Required task 1: Reproduce the passage of the short-term rental article between "The board on" and "burden, they said.", inclusive.
Required task 2: State whether each statement agrees with the short-term rental article, answering yes or no and quoting the words that decide it: (a) Two planners voted against the ordinance. (b) Hanlon's amendment replacing "professional management company" passed unanimously. (c) The amendment removing the section on management passed 6-2.

Reading text:
The ordinance passed 6-2 with Planners Lisa Blackmer and Lynette Bond voting against. Chairman Brian Miksic abstained from voting and discussion as he manages a number of short-term rentals. 
 
The measure has been under discussion for a few years. The city had initially held off on regulating the units until the state formulated specific laws. However, the Legislature passed measures to tax these properties but left it up to towns and cities to develop their own policies. 
 
The board on Monday approved the language presented at two prior hearings with three amendments, with one item amended twice. 
 
A number of local owners had objected to the use of "professionally managed" for units that were not in structures where they lived. Hiring a company to manage what for many had been a family home or an investment they maintained themselves would be a burden, they said. 
 
City officials said it was a matter of public safety to have an agent who could be contacted and was knowledgeable about the particular units. 
 
Planner Kyle Hanlon offered an amendment to remove the phrase "professional management company" and replace it with "a local representative within a 25-mile radius of the property."
 
That motion passed unanimously but then Planner Jesse Lee Egan Poirier motioned to remove that entire section relating to management, saying that part seemed the most controversial.
 
"That seems to be the core of everyone's issues, the zoning or the classification of that as an R1," he said. "The discussion about what constitutes a local agent or not or professional agent, just skirt the whole thing for now and then City Council can come back with some new proposals specific to that element."
 
The amendment passed 5-3, with Planners Hanlon, Blackmer and Paul Senecal voting naye.
 
"There's no point in sending it back to the council to rewrite it. We've had it for 2 1/2, three, four years, and that is going between different committees," said Blackmer, president of the City Council. "So we've done the work we're going to do on it at this point."
 
Howard asked if this amendment made the other sections related to local agent in charge or owner-occupied moot. "It just seems like it's awkward, right now," they said.

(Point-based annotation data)

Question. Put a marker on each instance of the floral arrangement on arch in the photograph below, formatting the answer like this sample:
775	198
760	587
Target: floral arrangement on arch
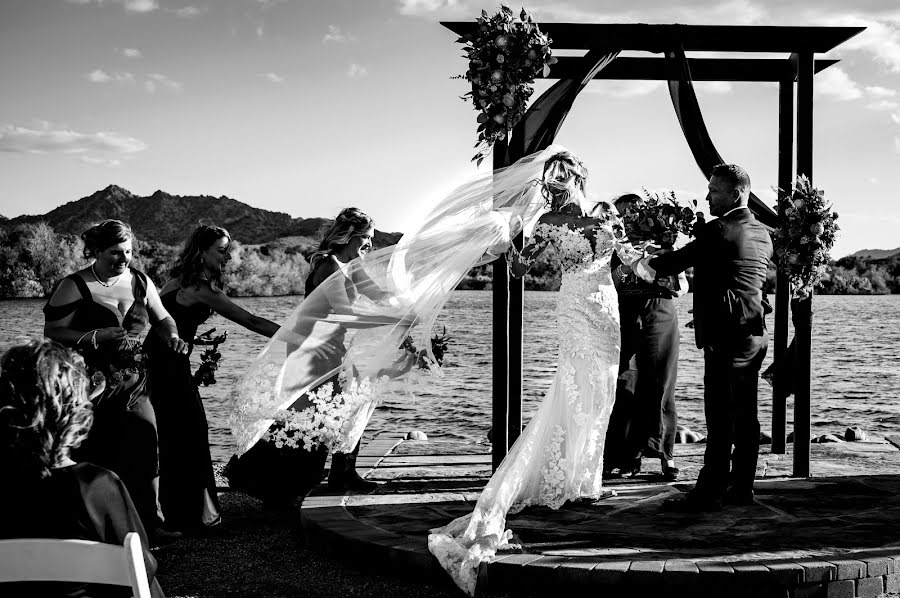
804	236
505	55
660	218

Worked solution 1:
The board on Monday approved the language presented at two prior hearings with three amendments, with one item amended twice. 
 
A number of local owners had objected to the use of "professionally managed" for units that were not in structures where they lived. Hiring a company to manage what for many had been a family home or an investment they maintained themselves would be a burden, they said.

Worked solution 2:
(a) Yes: "The ordinance passed 6-2 with Planners Lisa Blackmer and Lynette Bond voting against."
(b) Yes: "That motion passed unanimously"
(c) No: "The amendment passed 5-3"